Выбранный отрывок —

____

Поезд набрал скорость, и уникальный, единственный на планете город-музей Томск, каждый дом которого украшен деревянным кружевом, растаял вдали. Со смешанным чувством радости, неуверенности и тревожного еще ожидания поднялась я на нары. Эшелон скоро вышел на главную — Транссибирскую магистраль и понесся на Запад. Остановок было не счесть — нас отцепляли от одного состава и прицепляли к другому бесконечное множество раз, и процедура эта стала уже привычной. Стоянки могли быть долгими, а бывало, что через несколько минут неожиданно, без гудков и предупреждений поезд трогался. Все к этому привыкли, особых запретов для нас не было, и выросшие за пять сибирских лет дети все смелее стали выходить на остановках из теплушек, бегать на станции, к привокзальному рынку. Правда иногда приходилось догонять поезд, но всегда каким-то чудом это удавалось. Помню, на какой-то большой станции шумный, веселый рынок. Смуглые симпатичные и нарядные татарочки продают что-то пестрое, интересное, умело зазывая пассажиров с проходящих поездов. Я залюбовалась этим великолепием и влилась в суетящуюся, галдящую веселую толпу. Денег у меня не было, но было любопытство, которое хотелось удовлетворить как можно полнее. Но вдруг я увидела, что наш состав тронулся и уже начинает набирать скорость, а до вагона нашего уже не близко. И откуда только взялась тогда у меня прыть! Я рванула так, как не бегала потом никогда. К счастью, оказалось, что поезд наш не уходил, а всего лишь маневрировал. Но тот свой спринтерский рывок я не забуду. В другой раз, уже в Подмосковье, наши руководительницы отправили несколько мальчиков за хлебом. Вдруг, как всегда неожиданно, состав тронулся и пошел. Казалось, что дело запахло жареным, но мальчишки быстро сообразили вскочить в попутную пригородную электричку и догнали наш товарняк. Всё обошлось.

____

Исходные материалы —

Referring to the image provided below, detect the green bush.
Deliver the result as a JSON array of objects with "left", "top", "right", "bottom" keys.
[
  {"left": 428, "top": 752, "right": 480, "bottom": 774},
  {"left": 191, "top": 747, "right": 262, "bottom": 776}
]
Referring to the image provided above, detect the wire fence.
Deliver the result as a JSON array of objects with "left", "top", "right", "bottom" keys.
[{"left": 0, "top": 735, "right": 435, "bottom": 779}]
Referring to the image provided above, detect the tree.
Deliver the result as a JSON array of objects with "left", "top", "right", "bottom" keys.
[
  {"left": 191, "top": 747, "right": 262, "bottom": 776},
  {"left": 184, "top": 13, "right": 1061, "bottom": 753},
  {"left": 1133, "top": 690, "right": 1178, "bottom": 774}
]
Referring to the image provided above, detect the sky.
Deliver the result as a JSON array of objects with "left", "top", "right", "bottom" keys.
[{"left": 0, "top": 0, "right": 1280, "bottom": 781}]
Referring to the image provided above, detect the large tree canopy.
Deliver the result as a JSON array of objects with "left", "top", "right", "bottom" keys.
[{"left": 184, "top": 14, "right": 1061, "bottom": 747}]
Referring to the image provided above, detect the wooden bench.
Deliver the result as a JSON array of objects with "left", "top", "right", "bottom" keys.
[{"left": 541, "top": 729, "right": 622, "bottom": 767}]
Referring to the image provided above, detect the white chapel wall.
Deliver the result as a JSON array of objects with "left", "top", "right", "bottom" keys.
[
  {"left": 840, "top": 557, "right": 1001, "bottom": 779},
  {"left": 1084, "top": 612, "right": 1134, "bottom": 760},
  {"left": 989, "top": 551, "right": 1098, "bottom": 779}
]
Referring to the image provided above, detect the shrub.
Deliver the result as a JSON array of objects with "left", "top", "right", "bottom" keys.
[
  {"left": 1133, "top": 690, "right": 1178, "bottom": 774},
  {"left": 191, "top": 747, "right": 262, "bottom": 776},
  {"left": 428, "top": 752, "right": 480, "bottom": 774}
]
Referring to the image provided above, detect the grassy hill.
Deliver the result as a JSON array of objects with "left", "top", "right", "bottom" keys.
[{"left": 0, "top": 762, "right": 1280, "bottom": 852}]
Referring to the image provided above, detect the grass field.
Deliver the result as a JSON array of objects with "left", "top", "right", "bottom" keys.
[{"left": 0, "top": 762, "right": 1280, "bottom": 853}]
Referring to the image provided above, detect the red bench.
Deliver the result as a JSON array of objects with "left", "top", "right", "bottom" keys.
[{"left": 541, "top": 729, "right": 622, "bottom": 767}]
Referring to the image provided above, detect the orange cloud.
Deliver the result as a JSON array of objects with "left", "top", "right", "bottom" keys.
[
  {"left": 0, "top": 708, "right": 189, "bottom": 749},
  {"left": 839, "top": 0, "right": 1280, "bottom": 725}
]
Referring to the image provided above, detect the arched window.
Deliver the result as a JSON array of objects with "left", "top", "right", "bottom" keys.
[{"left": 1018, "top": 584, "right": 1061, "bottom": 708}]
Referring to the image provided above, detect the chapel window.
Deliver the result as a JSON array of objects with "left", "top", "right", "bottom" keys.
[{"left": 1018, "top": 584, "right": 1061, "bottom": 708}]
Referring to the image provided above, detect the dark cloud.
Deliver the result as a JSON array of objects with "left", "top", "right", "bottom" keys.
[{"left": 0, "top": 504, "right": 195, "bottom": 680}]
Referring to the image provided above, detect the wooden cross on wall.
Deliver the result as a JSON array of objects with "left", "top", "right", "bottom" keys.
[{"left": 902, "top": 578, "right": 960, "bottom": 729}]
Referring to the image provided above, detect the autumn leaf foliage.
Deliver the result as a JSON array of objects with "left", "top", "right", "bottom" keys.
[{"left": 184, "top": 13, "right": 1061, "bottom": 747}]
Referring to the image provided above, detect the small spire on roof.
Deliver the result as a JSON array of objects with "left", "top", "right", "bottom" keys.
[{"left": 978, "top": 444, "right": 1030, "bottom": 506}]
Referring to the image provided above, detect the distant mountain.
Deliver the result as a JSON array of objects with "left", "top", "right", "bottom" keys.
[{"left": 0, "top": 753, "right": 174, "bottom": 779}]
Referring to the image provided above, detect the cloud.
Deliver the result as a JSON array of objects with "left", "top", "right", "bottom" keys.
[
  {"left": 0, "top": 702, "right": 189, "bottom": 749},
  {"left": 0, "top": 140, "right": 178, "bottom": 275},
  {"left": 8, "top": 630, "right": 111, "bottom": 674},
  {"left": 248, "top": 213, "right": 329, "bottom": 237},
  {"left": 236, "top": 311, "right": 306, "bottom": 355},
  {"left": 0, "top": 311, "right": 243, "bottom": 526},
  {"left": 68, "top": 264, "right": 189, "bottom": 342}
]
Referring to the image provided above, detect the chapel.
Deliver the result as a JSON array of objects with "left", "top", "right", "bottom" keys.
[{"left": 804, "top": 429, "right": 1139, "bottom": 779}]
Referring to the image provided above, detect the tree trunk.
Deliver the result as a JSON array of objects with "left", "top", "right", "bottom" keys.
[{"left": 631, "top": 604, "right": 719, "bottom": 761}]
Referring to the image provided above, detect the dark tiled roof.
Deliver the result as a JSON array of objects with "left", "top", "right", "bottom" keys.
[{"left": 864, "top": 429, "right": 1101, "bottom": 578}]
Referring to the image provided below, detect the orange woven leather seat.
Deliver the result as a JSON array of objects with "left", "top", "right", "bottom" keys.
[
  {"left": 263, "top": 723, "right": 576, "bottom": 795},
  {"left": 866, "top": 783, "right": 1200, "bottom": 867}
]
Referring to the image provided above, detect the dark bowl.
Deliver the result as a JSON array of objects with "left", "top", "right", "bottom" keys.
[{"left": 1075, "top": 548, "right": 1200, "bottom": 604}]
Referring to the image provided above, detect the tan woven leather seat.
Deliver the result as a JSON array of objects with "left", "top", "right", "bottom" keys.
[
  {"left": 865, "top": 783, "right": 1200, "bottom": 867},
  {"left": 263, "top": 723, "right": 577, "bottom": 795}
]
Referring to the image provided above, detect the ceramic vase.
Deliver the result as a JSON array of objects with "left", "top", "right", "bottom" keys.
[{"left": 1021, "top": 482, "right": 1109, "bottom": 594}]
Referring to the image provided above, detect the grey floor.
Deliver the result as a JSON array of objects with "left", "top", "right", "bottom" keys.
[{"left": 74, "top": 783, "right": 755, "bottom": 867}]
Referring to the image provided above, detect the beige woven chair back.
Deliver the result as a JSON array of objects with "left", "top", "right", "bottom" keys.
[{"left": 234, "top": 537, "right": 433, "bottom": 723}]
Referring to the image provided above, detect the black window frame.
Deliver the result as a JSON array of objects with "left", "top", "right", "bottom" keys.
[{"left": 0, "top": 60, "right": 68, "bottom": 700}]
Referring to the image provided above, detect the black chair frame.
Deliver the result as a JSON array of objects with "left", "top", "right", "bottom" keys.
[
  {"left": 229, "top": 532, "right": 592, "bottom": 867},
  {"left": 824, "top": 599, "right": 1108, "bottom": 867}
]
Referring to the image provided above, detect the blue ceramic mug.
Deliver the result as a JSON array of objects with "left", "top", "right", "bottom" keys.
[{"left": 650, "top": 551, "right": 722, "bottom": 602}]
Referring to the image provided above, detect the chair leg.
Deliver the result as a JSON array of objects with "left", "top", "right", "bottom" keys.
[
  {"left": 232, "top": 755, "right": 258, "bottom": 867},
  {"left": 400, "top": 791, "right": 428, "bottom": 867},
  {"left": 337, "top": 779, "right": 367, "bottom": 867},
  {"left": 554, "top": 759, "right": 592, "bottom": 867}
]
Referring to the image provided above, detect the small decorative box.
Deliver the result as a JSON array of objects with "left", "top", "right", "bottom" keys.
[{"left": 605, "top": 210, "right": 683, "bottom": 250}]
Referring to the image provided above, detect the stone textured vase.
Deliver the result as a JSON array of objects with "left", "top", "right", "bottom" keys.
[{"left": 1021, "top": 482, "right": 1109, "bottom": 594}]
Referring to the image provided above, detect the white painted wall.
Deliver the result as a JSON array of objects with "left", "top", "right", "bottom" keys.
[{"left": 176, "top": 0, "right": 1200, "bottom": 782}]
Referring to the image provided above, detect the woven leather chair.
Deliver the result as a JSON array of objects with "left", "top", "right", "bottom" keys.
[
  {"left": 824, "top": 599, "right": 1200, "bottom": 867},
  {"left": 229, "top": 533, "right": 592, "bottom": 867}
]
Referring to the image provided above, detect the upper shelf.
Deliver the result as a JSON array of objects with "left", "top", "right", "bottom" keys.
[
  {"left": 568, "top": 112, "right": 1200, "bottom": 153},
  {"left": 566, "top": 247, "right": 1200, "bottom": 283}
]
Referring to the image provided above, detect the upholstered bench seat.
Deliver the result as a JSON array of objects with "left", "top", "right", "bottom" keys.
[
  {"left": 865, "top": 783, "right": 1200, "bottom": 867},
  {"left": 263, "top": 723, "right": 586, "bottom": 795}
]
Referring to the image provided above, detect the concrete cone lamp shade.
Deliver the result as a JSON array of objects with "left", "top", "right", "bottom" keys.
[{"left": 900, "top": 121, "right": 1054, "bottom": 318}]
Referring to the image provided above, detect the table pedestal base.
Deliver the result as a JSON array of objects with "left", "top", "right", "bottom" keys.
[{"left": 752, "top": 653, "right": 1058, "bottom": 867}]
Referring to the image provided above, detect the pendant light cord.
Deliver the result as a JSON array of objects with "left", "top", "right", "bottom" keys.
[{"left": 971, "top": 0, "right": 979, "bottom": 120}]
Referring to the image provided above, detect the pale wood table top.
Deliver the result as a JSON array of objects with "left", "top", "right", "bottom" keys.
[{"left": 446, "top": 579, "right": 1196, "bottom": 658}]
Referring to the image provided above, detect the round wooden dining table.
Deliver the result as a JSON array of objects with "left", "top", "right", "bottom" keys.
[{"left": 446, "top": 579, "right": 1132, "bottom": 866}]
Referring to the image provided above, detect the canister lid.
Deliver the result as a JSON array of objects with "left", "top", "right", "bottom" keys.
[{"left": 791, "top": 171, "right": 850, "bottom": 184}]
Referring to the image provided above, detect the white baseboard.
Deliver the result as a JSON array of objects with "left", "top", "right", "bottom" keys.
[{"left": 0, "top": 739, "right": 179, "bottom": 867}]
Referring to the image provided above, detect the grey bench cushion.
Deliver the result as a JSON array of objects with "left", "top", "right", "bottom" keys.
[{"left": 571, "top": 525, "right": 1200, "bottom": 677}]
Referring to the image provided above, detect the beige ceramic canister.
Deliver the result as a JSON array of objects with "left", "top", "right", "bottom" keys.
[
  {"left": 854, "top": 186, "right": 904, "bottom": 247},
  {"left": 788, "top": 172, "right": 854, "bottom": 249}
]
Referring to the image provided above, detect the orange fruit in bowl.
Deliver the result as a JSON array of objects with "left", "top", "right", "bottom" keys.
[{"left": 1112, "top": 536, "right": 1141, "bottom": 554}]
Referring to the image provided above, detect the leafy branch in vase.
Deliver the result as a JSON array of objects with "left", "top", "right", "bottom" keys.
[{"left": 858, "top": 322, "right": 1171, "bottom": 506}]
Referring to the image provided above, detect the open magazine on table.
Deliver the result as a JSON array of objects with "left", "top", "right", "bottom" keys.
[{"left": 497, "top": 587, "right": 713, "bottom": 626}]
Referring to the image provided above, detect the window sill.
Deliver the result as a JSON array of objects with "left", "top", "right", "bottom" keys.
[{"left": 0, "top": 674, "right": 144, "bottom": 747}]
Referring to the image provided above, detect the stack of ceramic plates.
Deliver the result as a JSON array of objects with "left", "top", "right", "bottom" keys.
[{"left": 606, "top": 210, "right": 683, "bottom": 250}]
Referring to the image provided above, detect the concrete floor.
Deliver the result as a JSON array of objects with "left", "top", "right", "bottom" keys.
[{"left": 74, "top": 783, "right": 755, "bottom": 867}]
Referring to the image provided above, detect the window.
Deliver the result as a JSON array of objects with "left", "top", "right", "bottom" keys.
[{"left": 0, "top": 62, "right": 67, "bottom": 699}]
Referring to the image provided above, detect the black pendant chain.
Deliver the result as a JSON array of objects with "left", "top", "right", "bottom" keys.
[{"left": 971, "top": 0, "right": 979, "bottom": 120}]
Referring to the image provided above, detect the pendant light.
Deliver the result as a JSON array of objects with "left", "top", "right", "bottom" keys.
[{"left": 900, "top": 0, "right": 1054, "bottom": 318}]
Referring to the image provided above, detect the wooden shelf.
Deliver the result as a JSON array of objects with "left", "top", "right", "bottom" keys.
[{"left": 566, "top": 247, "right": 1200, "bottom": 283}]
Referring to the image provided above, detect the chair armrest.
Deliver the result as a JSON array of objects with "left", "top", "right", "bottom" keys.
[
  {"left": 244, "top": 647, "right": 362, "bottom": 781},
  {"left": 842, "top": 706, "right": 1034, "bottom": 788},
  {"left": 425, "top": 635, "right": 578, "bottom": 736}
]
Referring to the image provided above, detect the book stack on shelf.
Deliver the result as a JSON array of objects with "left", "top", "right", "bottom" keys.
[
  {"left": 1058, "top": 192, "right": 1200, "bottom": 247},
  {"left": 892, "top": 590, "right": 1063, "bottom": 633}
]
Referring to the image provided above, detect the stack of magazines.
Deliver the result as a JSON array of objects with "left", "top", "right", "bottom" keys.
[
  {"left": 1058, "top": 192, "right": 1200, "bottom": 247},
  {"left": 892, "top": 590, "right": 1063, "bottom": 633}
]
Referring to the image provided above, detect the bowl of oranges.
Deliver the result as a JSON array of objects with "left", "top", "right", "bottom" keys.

____

Условия задания —
a – Перепишите без изменений строки записей: от строки с «Referring to the image provided above, detect the book» до самого конца записей, обе границы включительно.
b – Напишите, пожалуйста, продолжение рассказа о поездке эшелоном из Томска на запад, начиная сразу после его последнего предложения.

Ответы к заданиям —
a –
Referring to the image provided above, detect the book stack on shelf.
Deliver the result as a JSON array of objects with "left", "top", "right", "bottom" keys.
[
  {"left": 1058, "top": 192, "right": 1200, "bottom": 247},
  {"left": 892, "top": 590, "right": 1063, "bottom": 633}
]
Referring to the image provided above, detect the stack of magazines.
Deliver the result as a JSON array of objects with "left", "top", "right", "bottom" keys.
[
  {"left": 1058, "top": 192, "right": 1200, "bottom": 247},
  {"left": 892, "top": 590, "right": 1063, "bottom": 633}
]
Referring to the image provided above, detect the bowl of oranges.
Deliver the result as a JSON array of objects with "left", "top", "right", "bottom" keys.

b –
За Москвой мы впервые увидели страшные следы войны. Господи, как же это всё люди пережили? Вместо домов — прокопченные пожарами печи, люди живут в землянках. Вдоль железнодорожного полотна, восстановленного наспех — с обеих сторон громоздятся перевернутые, обгоревшие вагоны, паровозы, другая техника. Хорошо запомнившийся с 1941 года город Великие Луки — в развалинах. Весь! Какие-то женщины в платках, низко надвинутых на заполненные горем глаза разложили перед собой жалкий «товар»: «Купите!... Купите!..» Мы бы купили — ягоды, картофель! — но денег нет и у нас. Так и ехали по долгой дороге через горе людское, но — домой!

Наконец, 15 июля 1946 года показались пригороды родного города, знакомые с детства улицы, и — остановка. РИГА! Встретил нас приветливый интеллигентный мужчина в сопровождении нескольких женщин. Оказалось, что это директор и сотрудницы детского дома. «Опять детский дом!» — разочарованно подумала я, но нам скоро объяснили, что в город нас выпустить сразу же не могут, надо пройти медосмотр и карантин.

Дальше — грузовик, Задвинье, баня, новое чистое белье и сытная еда. Особых запретов никаких, кроме одного, но очень строгого: выходить за территорию детского дома и с кем-либо знакомиться. Только через несколько дней состоялись первые встречи с близкими. К нам с Ириной пришли тетя Лида, две наши кузины, моя крестная Наталья Трофимова и крестница нашей мамы Аля.

Разговоры, рассказы о близких...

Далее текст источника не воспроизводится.